Instructions for the task ▸ Please write out exactly the lines of the data below from the line holding "pixel 715 525." through the line holding "pixel 892 594.", and leave out the rest.

——————

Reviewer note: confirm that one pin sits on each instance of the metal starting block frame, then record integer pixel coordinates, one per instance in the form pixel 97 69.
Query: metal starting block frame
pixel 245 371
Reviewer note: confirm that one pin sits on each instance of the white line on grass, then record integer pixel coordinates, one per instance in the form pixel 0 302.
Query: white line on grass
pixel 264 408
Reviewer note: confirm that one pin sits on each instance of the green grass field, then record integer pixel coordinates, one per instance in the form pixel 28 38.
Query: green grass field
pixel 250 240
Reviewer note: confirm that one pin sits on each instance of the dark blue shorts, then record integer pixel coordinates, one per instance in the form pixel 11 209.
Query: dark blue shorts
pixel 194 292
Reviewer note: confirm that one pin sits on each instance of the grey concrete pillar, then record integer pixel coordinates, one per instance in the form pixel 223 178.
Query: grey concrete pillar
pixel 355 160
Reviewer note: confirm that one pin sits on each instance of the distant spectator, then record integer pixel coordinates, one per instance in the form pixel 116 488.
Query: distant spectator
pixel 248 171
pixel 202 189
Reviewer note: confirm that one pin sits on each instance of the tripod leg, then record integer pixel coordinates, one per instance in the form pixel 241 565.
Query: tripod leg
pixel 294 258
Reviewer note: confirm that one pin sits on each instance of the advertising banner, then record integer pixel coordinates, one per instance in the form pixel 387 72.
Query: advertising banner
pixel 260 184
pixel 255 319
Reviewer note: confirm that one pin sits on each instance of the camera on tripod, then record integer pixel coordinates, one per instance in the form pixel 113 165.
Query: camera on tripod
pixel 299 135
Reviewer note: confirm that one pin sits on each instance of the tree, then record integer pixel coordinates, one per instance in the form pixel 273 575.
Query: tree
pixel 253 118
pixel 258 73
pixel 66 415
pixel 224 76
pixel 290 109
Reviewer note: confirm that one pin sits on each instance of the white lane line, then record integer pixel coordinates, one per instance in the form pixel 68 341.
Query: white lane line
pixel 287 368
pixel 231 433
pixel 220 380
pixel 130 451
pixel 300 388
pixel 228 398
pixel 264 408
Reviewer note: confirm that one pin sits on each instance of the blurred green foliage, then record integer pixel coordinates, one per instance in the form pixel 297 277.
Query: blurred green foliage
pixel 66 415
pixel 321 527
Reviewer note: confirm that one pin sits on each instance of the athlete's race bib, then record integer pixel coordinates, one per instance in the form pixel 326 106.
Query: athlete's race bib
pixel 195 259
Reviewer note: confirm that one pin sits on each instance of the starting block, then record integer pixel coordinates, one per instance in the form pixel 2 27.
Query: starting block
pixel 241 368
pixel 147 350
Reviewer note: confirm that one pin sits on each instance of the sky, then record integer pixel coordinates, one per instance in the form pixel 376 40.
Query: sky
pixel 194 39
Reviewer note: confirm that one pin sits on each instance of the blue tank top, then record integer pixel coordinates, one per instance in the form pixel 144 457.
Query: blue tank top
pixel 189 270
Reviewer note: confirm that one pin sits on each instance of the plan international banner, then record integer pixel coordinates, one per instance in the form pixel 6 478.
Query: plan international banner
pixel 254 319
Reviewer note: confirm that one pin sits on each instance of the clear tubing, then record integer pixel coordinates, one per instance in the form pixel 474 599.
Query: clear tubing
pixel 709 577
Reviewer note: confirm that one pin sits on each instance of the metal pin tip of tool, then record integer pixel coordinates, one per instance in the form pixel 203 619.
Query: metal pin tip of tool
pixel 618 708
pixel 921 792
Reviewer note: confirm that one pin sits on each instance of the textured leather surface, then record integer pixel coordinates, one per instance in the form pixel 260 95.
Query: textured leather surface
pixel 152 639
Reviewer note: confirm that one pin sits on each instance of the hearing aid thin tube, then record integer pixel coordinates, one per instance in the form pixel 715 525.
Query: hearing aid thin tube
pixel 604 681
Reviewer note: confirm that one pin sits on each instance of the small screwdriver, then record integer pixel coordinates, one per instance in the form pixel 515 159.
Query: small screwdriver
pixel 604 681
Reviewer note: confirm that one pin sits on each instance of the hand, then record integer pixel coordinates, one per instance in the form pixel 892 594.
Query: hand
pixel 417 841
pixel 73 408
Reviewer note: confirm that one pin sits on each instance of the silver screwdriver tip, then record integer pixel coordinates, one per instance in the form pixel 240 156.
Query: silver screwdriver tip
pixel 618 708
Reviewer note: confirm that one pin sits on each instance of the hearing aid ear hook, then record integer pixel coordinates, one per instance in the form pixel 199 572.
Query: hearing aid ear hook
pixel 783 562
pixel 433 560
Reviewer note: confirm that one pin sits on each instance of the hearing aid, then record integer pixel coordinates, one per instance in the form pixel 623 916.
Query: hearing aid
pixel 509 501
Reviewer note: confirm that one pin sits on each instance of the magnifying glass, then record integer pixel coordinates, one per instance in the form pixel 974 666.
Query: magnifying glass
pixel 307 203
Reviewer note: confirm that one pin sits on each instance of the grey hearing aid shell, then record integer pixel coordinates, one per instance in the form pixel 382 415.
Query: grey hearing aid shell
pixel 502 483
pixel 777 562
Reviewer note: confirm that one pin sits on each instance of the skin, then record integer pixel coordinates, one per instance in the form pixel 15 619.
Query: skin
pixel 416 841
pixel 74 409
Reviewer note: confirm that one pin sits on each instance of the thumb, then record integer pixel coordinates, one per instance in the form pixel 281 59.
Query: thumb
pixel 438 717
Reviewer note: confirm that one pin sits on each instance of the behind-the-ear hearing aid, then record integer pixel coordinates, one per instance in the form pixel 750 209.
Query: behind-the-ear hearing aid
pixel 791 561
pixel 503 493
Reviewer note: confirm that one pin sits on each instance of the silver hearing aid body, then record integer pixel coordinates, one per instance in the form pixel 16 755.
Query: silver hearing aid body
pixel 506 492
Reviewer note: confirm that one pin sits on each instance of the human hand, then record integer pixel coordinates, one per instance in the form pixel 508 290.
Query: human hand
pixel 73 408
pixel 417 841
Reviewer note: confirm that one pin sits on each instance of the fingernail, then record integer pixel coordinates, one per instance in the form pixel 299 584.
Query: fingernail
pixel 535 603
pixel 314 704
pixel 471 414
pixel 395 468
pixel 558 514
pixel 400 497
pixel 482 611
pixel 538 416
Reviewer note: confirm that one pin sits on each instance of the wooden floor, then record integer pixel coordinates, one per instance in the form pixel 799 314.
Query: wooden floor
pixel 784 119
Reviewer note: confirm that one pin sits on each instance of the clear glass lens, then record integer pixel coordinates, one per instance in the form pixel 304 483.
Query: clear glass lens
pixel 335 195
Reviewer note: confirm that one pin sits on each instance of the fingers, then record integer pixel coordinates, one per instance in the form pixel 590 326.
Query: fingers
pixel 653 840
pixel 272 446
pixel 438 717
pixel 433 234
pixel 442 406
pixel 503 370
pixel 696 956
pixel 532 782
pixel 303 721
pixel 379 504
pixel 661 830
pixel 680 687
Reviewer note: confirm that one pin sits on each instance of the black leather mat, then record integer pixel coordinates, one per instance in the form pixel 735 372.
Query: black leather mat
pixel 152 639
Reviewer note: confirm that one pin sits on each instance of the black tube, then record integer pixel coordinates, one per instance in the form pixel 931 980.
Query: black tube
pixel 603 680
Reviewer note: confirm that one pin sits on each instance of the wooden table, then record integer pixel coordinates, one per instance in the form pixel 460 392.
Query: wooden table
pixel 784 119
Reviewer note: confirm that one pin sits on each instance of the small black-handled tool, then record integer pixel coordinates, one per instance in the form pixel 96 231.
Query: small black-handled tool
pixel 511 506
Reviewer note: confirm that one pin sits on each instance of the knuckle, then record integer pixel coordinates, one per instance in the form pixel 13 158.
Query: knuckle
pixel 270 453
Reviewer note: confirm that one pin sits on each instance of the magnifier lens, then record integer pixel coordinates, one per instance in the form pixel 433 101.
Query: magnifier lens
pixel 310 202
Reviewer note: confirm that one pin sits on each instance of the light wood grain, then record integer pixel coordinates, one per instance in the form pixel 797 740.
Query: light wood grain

——————

Exercise solution ▸
Reviewer note: confirm that one pin sits on each instance of the hearing aid thin tube, then record integer pixel coordinates, one per instance in the form pixel 715 525.
Query: hearing aid thin tube
pixel 604 681
Reviewer note: confirm that one pin sits on each instance of the small screwdriver, then record integer pixel coordinates, one per instance in the form pixel 515 159.
Query: small screwdriver
pixel 604 681
Reviewer note: confirm that one pin sits on each instance of the hand, then record integer pixel coordinates, one per instance in the form pixel 892 594.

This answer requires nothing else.